:: EXERCISE DIRECTIONS ::
Replace "compliance check" with "audit" in the stretch from the first line through the line containing "left=698, top=17, right=791, bottom=82", changing nothing else. Return only those lines.

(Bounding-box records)
· · · · · · ·
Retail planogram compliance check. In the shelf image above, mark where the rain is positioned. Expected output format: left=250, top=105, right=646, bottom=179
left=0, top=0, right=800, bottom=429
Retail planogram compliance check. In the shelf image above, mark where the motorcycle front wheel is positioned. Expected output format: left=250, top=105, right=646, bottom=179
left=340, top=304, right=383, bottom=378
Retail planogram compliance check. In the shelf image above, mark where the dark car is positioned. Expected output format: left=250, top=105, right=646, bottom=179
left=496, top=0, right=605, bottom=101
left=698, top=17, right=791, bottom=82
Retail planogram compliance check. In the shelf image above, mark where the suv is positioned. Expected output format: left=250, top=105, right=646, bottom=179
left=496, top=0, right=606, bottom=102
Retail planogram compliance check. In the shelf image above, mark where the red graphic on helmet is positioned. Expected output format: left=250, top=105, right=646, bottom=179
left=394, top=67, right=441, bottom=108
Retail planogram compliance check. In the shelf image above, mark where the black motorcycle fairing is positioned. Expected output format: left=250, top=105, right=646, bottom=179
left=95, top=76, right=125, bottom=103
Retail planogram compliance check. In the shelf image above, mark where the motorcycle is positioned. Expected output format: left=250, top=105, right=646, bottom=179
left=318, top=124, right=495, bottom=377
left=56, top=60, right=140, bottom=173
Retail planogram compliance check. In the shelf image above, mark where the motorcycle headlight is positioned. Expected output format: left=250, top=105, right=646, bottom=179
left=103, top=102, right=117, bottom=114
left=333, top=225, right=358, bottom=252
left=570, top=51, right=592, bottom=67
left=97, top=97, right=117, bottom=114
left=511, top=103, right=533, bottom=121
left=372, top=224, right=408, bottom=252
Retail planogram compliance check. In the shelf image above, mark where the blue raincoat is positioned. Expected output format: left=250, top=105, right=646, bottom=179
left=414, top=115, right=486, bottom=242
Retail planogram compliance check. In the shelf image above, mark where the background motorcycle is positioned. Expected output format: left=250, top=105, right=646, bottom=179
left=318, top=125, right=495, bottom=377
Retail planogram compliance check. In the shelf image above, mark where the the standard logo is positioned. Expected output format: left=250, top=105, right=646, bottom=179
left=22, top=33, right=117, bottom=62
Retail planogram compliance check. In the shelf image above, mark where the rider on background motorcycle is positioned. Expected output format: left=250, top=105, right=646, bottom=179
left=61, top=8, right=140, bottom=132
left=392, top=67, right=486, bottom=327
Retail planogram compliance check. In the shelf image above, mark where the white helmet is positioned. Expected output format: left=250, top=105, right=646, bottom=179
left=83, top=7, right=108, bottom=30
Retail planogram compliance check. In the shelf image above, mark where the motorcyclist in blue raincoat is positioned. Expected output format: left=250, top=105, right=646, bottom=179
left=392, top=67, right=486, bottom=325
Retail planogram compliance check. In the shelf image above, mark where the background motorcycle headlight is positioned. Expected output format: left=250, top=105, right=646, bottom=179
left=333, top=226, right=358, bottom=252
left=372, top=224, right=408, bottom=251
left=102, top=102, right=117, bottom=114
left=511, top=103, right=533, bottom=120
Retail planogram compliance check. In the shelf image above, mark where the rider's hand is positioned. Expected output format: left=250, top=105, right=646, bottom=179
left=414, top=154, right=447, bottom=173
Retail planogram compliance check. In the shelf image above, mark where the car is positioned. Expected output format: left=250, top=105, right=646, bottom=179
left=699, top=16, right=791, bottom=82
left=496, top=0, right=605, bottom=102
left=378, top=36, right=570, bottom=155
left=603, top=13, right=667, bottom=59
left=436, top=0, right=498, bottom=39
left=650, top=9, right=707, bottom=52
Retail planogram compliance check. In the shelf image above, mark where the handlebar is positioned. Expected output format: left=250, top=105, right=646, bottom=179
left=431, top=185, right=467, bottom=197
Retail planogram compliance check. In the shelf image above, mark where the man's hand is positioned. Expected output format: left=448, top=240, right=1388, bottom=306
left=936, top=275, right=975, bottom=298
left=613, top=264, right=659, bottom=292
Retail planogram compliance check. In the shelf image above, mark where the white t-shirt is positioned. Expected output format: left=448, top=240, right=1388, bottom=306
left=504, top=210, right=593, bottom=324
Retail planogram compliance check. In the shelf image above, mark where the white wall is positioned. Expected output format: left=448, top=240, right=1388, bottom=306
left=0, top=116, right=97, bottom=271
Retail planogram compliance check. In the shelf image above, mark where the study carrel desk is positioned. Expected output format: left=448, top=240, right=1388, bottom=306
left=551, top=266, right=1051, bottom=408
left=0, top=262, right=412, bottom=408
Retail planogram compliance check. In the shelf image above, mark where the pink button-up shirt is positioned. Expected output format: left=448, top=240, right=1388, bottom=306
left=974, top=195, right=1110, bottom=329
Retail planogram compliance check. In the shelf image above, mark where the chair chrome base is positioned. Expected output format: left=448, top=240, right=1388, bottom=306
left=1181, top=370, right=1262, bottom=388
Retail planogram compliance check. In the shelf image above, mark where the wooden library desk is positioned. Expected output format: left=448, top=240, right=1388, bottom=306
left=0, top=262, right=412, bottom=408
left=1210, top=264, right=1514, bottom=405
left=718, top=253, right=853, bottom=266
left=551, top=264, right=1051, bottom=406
· · · · · · ·
:: ANSWER TO THIS EXERCISE ::
Retail planogram audit. In the shelf image above, mark where the rain is positioned. Expected output format: left=250, top=105, right=646, bottom=179
left=0, top=0, right=800, bottom=429
Retail planogram audit. In the shelf image above, mark where the motorcycle front wheel is positioned. Expected output format: left=250, top=105, right=646, bottom=179
left=340, top=304, right=383, bottom=378
Retail planogram audit. In the shelf image above, mark where the dark car is positioned. Expected output format: left=250, top=105, right=646, bottom=179
left=496, top=0, right=605, bottom=101
left=698, top=17, right=791, bottom=82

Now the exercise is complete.